Data in this exercise
** START **
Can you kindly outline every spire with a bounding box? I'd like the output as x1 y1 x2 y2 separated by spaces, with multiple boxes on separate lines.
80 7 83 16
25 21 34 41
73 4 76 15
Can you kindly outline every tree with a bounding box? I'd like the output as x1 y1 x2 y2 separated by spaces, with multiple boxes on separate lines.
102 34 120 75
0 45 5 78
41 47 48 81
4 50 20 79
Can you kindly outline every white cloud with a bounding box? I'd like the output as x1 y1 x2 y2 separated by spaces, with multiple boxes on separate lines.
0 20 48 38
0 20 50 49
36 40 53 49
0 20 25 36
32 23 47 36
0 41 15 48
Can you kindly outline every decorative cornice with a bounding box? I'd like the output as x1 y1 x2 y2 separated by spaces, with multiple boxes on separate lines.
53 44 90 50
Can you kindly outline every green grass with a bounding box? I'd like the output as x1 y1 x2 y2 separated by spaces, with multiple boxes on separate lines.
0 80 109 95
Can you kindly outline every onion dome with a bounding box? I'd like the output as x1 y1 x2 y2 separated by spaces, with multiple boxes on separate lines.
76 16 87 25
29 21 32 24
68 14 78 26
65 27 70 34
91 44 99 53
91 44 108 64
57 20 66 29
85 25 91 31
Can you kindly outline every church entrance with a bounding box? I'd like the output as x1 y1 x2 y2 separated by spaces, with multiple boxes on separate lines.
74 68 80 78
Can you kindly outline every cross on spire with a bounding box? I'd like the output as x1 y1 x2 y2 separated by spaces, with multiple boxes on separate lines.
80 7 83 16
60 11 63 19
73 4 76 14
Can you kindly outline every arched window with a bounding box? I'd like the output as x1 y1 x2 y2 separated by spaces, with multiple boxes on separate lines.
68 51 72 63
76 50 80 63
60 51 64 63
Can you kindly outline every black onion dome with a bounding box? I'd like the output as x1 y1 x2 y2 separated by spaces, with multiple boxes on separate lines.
** END **
Problem statement
Can you write out every one of the entries above, word for word and in the same order?

Result of the task
Can you kindly outline every spire with a bounding box? I'd like the output as x1 y1 x2 y2 separated by spaces, with multiple boxes on separate lines.
80 7 83 16
25 21 34 41
73 4 76 15
Can you kindly outline every tree with a bounding box? I'd like the output as x1 y1 x2 y2 separated by spaces, with multiple boxes on separate lines.
102 34 120 75
0 45 5 78
41 47 48 81
4 50 20 79
Can you kindly outline every white cloud with a bounding box? I'd like the output as x1 y1 x2 y2 separated by spaces, with multiple boxes on separate lines.
0 20 48 38
0 20 50 49
36 40 53 49
0 20 25 36
32 23 47 36
0 41 15 48
Can you kindly outline every decorative cornice with a bounding box? I'd like the output as x1 y1 x2 y2 separated by spaces, with multiple boxes on separate lines.
53 44 90 50
Can you kindly outline every green grass with a bounding box? I'd like the output as x1 y1 x2 y2 separated by spaces, with multiple boxes on separate lines.
0 80 109 95
Can you kindly outline every onion dome with a bounding box? I'd like the output as x1 y1 x2 y2 separated by spaces, with multiple boxes on separate lines.
76 16 87 25
29 21 32 24
68 14 78 26
65 27 70 34
91 44 99 53
91 44 108 64
57 20 66 29
85 25 91 31
Can you kindly outline every church entrance with a bounding box? I'd like the output as x1 y1 x2 y2 separated by spaces, with multiple boxes on separate lines.
74 68 80 78
Can you kindly outline every cross on spire with a bounding box? I'd like the output as x1 y1 x2 y2 separated by spaces, with multiple boxes on separate lines.
80 7 83 16
60 11 63 19
73 4 76 14
Can you kindly outline every arched window with a bounding box? I'd like the output as x1 y1 x2 y2 separated by spaces, with multiple boxes on separate lines.
68 51 72 63
76 50 80 63
60 51 64 63
Can you kindly outline every black onion dome with a bounding box? I'd like the output as x1 y1 x2 y2 separated by spaces, with multiple boxes on separate lines.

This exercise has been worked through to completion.